=== EXERCISE DESCRIPTION ===
Take every entry below and copy it out word for word.

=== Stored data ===
►
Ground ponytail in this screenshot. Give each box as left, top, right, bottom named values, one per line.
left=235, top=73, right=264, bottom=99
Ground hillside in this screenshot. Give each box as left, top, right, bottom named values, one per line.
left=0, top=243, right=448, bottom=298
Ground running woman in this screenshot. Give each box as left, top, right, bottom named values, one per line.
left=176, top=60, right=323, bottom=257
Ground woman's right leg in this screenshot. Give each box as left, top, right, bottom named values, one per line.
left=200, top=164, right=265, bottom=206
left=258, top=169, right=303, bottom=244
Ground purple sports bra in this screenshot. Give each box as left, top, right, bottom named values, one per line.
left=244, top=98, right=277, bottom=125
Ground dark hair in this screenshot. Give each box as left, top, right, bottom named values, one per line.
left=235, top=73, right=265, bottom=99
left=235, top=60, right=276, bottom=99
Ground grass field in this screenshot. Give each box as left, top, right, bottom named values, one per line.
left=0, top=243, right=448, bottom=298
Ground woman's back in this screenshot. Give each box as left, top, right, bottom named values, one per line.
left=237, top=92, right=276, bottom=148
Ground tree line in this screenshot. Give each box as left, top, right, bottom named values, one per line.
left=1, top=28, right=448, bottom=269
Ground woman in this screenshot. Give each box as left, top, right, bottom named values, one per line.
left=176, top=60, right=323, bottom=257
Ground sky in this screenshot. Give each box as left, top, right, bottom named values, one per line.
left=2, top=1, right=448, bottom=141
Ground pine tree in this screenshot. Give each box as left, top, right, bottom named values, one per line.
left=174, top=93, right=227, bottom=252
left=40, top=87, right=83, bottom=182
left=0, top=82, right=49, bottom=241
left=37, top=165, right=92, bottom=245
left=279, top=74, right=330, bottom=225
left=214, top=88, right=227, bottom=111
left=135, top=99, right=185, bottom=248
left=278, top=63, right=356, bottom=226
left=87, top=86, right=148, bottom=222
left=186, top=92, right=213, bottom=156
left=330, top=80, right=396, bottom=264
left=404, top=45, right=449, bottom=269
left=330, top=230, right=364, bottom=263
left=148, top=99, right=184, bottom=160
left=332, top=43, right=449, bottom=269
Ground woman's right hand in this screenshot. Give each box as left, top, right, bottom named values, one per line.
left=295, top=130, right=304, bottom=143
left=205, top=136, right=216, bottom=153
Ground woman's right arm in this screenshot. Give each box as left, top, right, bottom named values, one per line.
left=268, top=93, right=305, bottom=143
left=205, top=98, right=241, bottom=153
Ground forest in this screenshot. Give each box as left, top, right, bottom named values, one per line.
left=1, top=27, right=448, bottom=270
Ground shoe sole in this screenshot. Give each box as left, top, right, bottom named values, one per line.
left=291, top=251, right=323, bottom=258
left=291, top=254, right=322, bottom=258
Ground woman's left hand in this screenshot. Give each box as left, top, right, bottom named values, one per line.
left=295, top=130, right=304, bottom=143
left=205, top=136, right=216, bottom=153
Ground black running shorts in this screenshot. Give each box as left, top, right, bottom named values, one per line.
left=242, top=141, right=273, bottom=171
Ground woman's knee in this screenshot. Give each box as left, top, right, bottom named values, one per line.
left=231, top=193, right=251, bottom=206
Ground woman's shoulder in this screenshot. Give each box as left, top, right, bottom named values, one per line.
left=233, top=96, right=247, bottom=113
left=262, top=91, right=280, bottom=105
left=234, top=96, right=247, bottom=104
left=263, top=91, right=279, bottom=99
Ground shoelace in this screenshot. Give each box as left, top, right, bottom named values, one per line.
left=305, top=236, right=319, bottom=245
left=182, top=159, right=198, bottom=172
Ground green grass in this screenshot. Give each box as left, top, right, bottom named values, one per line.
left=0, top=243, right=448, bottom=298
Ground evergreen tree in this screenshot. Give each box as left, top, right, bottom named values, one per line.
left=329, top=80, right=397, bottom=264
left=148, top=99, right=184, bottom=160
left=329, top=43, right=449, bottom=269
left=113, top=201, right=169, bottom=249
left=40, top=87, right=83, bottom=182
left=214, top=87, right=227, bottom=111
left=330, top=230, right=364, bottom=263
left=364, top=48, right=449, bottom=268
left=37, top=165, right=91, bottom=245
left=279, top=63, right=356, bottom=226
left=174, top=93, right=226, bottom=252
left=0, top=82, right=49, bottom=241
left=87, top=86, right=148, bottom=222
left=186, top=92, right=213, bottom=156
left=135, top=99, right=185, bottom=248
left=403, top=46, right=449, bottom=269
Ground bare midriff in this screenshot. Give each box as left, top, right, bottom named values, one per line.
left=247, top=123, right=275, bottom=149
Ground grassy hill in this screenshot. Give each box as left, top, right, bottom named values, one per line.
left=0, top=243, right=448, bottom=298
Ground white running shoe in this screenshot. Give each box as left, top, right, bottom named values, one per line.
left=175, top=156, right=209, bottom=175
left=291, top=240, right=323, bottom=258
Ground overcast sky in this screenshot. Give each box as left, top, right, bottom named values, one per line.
◄
=== OUTPUT ===
Ground ponytail in this screenshot. Give each box as left, top, right, bottom named values, one per line.
left=235, top=73, right=264, bottom=99
Ground hillside in this screenshot. Give each box as left, top, right, bottom named values, one per line.
left=0, top=243, right=448, bottom=298
Ground running woman in this screenshot. Give each box as left, top, right, bottom named values, one per line.
left=176, top=60, right=323, bottom=257
Ground woman's right leg in this screenshot. Give each box as left, top, right, bottom named values, one per line.
left=200, top=164, right=265, bottom=206
left=258, top=169, right=303, bottom=244
Ground purple sports bra in this screenshot. Give each box as left, top, right, bottom named values, one per line.
left=244, top=98, right=277, bottom=125
Ground dark hair in this screenshot. Give each box as left, top, right, bottom named values, one per line.
left=235, top=73, right=265, bottom=99
left=235, top=60, right=276, bottom=99
Ground grass field in this screenshot. Give each box as left, top, right, bottom named values, one per line.
left=0, top=243, right=448, bottom=298
Ground woman's back in this screenshot. Give each box as left, top, right, bottom named values, one per line.
left=237, top=92, right=276, bottom=148
Ground tree line in this screenshot. Give each box as left, top, right, bottom named values, one per line.
left=1, top=28, right=448, bottom=269
Ground woman in this screenshot. Give each box as left, top, right, bottom named values, one per line.
left=176, top=60, right=323, bottom=257
Ground sky in this screenshot. Give each box as left, top, right, bottom named values, one per line.
left=2, top=1, right=448, bottom=141
Ground pine tree in this screenshot. Give each box as left, top, right, bottom named values, one per line.
left=174, top=93, right=227, bottom=252
left=40, top=87, right=83, bottom=182
left=0, top=82, right=49, bottom=241
left=37, top=165, right=92, bottom=245
left=279, top=74, right=330, bottom=225
left=214, top=88, right=227, bottom=111
left=135, top=99, right=185, bottom=248
left=278, top=63, right=356, bottom=226
left=87, top=86, right=148, bottom=222
left=186, top=92, right=213, bottom=156
left=330, top=80, right=396, bottom=264
left=404, top=45, right=449, bottom=269
left=330, top=230, right=364, bottom=263
left=148, top=99, right=184, bottom=160
left=332, top=43, right=449, bottom=269
Ground woman's right hand in this screenshot. Give each box as left, top, right, bottom named values, one per line.
left=295, top=130, right=304, bottom=143
left=205, top=136, right=216, bottom=153
Ground woman's right arm in this screenshot. Give each box as left, top, right, bottom named values, one per line.
left=268, top=93, right=305, bottom=143
left=205, top=98, right=241, bottom=153
Ground forest in this screenshot. Give each box as left, top, right, bottom named values, one per line.
left=1, top=27, right=448, bottom=270
Ground shoe sole in this screenshot. Give each box as left, top, right, bottom named values, one per line.
left=291, top=251, right=323, bottom=258
left=291, top=254, right=322, bottom=258
Ground woman's left hand in this screenshot. Give each box as left, top, right, bottom named values, one per line.
left=295, top=130, right=304, bottom=143
left=205, top=136, right=216, bottom=153
Ground black running shorts in this screenshot. Give each box as left, top, right, bottom named values, one per line.
left=242, top=141, right=273, bottom=171
Ground woman's knee in this screenshot. Give each box as left, top, right, bottom named values, one per line.
left=231, top=193, right=251, bottom=206
Ground woman's shoulder in this screenshot. Give each box as left, top, right, bottom named values, one per line.
left=233, top=96, right=247, bottom=113
left=262, top=91, right=280, bottom=105
left=234, top=96, right=247, bottom=104
left=263, top=91, right=279, bottom=99
Ground shoelace in this screenshot. Give each box as left, top, right, bottom named values, one per line.
left=305, top=236, right=319, bottom=245
left=182, top=159, right=198, bottom=172
Ground green grass in this screenshot. Give each box as left, top, right, bottom named values, one per line.
left=0, top=243, right=448, bottom=298
Ground evergreen tree in this screenshot. Give each box as left, top, right, bottom named values, one per line.
left=329, top=80, right=397, bottom=264
left=148, top=99, right=184, bottom=160
left=329, top=43, right=449, bottom=269
left=113, top=201, right=169, bottom=249
left=40, top=87, right=83, bottom=182
left=214, top=87, right=227, bottom=111
left=330, top=230, right=364, bottom=263
left=364, top=48, right=449, bottom=268
left=37, top=165, right=91, bottom=245
left=279, top=63, right=356, bottom=226
left=174, top=93, right=226, bottom=252
left=0, top=82, right=49, bottom=241
left=87, top=86, right=148, bottom=222
left=186, top=92, right=213, bottom=156
left=135, top=99, right=185, bottom=248
left=403, top=46, right=449, bottom=269
Ground bare midriff in this screenshot. Give each box as left, top, right, bottom named values, one per line.
left=247, top=123, right=275, bottom=149
Ground grassy hill in this screenshot. Give each box as left, top, right, bottom named values, one per line.
left=0, top=243, right=448, bottom=298
Ground white running shoe in this screenshot. Give each box as left, top, right, bottom named values, one per line.
left=175, top=156, right=209, bottom=175
left=291, top=240, right=323, bottom=258
Ground overcast sky in this screenshot. Give each box as left, top, right, bottom named values, one per line.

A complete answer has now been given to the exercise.